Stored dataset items
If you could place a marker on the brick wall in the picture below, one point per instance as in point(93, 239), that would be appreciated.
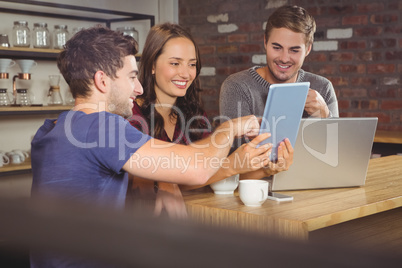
point(358, 46)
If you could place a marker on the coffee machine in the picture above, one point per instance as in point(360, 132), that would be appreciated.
point(25, 66)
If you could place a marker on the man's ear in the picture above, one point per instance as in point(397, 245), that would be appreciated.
point(309, 49)
point(101, 81)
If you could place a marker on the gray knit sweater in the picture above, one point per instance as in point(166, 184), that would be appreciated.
point(246, 92)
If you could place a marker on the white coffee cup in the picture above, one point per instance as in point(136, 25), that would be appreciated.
point(4, 159)
point(253, 193)
point(21, 152)
point(26, 65)
point(5, 64)
point(226, 186)
point(16, 157)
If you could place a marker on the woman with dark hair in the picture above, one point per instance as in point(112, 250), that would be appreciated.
point(170, 108)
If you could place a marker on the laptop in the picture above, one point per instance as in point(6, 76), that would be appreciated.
point(329, 153)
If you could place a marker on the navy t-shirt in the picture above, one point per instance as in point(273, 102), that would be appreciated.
point(81, 157)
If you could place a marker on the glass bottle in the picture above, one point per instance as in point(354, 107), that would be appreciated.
point(54, 96)
point(60, 36)
point(21, 34)
point(76, 30)
point(22, 98)
point(41, 36)
point(4, 99)
point(131, 31)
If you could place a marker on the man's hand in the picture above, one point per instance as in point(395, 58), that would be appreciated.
point(243, 126)
point(170, 199)
point(285, 159)
point(315, 105)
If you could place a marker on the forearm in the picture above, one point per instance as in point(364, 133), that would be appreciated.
point(221, 174)
point(193, 164)
point(255, 175)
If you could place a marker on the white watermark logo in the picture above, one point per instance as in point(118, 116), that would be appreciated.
point(331, 154)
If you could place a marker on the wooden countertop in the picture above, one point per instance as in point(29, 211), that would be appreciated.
point(384, 136)
point(311, 209)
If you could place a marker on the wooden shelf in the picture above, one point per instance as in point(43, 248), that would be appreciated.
point(35, 53)
point(17, 110)
point(383, 136)
point(13, 169)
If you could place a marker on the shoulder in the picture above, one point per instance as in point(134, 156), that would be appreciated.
point(240, 76)
point(240, 81)
point(314, 79)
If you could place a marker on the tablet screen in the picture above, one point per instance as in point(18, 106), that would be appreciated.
point(283, 112)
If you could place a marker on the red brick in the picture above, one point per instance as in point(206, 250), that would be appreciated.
point(368, 31)
point(325, 70)
point(352, 44)
point(384, 18)
point(391, 104)
point(226, 6)
point(355, 20)
point(393, 55)
point(354, 92)
point(250, 27)
point(316, 57)
point(340, 10)
point(380, 68)
point(382, 117)
point(383, 93)
point(227, 49)
point(369, 56)
point(370, 7)
point(383, 43)
point(363, 81)
point(328, 21)
point(250, 48)
point(339, 56)
point(339, 81)
point(369, 104)
point(217, 39)
point(397, 29)
point(237, 38)
point(239, 59)
point(360, 68)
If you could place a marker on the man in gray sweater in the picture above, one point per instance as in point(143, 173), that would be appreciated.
point(288, 39)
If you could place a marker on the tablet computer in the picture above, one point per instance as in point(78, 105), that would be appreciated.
point(283, 112)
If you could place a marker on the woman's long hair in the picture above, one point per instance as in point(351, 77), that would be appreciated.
point(187, 106)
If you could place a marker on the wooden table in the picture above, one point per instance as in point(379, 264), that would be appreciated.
point(383, 136)
point(370, 216)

* _REQUEST_: Reproduce verbatim the lines of the items from the one containing "If you could place a marker on the woman's" through the end of the items, including both of those lines.

* _ANSWER FOR THIS EXERCISE_:
If you could place a marker on the woman's long hair in the picture above, one point per instance as in point(351, 77), that would be appreciated.
point(187, 106)
If you could place a marker on the wooden table in the picture above, one point per instance as in point(379, 264), that would be appreciated.
point(383, 136)
point(370, 216)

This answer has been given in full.